▶ _WHAT IS EXPECTED_:
Restate word for word the line containing "[locate] nike swoosh" and every following line in the material below, up to and including the last one.

▶ _DATA FOR THIS EXERCISE_:
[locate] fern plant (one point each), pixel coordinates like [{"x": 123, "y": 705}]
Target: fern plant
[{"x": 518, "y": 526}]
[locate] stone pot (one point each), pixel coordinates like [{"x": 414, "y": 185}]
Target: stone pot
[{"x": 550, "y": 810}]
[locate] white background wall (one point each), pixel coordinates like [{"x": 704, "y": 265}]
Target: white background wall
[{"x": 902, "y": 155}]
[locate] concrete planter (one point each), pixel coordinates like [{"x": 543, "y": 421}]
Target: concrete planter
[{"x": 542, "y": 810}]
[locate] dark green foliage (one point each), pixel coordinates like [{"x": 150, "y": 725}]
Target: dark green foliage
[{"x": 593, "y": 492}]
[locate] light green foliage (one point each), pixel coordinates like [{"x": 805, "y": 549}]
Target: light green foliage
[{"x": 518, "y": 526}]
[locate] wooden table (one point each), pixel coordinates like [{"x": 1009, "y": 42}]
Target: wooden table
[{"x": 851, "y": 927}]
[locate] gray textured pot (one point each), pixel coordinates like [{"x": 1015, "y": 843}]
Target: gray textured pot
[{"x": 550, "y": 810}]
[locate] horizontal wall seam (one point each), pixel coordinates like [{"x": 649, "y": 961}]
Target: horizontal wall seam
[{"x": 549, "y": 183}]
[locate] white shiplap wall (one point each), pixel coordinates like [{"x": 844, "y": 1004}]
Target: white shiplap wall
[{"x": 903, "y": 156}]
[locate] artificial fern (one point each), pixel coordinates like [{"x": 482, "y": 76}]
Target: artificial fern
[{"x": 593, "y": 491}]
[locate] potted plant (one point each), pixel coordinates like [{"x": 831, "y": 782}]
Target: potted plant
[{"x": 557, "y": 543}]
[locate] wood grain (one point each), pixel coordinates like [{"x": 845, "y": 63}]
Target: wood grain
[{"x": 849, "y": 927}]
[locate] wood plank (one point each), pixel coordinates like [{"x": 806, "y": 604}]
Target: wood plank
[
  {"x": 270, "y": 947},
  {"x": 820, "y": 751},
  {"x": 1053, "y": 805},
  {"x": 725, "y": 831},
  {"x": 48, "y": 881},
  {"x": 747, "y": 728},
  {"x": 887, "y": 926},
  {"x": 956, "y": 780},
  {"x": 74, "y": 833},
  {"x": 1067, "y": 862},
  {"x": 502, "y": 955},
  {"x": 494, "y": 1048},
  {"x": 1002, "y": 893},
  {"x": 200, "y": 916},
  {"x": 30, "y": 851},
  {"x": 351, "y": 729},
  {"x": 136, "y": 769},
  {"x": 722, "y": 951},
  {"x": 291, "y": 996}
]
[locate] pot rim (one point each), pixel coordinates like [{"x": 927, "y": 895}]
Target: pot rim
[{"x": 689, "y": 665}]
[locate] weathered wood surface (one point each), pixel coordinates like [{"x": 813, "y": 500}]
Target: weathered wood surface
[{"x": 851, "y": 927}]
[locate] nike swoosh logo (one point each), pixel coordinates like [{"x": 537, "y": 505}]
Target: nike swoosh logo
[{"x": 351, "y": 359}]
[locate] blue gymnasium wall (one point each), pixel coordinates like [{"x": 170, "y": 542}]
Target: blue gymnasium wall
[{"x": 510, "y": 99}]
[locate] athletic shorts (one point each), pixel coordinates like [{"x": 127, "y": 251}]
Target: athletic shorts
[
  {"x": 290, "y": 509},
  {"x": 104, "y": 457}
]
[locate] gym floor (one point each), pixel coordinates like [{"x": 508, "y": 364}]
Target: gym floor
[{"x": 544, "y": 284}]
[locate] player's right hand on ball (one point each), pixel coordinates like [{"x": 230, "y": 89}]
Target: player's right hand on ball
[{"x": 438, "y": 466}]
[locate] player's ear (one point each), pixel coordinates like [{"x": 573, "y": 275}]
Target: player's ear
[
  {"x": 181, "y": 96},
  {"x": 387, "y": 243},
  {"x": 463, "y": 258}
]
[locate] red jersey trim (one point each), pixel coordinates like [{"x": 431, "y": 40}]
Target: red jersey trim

▶ _RESULT OF THIS TASK_:
[locate] nike swoosh logo (one point each), pixel coordinates like [{"x": 537, "y": 505}]
Target: nike swoosh logo
[{"x": 351, "y": 359}]
[locate] blue gymnasium wall (one point each), pixel coordinates like [{"x": 170, "y": 542}]
Target: blue gymnasium wall
[{"x": 510, "y": 99}]
[locate] athletic shorts (one point each), pixel coordinates like [{"x": 127, "y": 251}]
Target: athletic shorts
[
  {"x": 290, "y": 509},
  {"x": 104, "y": 457}
]
[locate] gym floor (one point each), pixel coordinates like [{"x": 508, "y": 364}]
Target: gym floor
[{"x": 544, "y": 284}]
[locate] player's right hand on ball (one point each), pixel coordinates like [{"x": 230, "y": 89}]
Target: player's right hand on ball
[{"x": 438, "y": 466}]
[locate] player's ear (one point each), pixel coordinates like [{"x": 573, "y": 275}]
Target: player's ear
[
  {"x": 181, "y": 96},
  {"x": 387, "y": 243},
  {"x": 463, "y": 258}
]
[locate] red jersey trim (one point each), pixel coordinates like [{"x": 431, "y": 40}]
Target: red jersey trim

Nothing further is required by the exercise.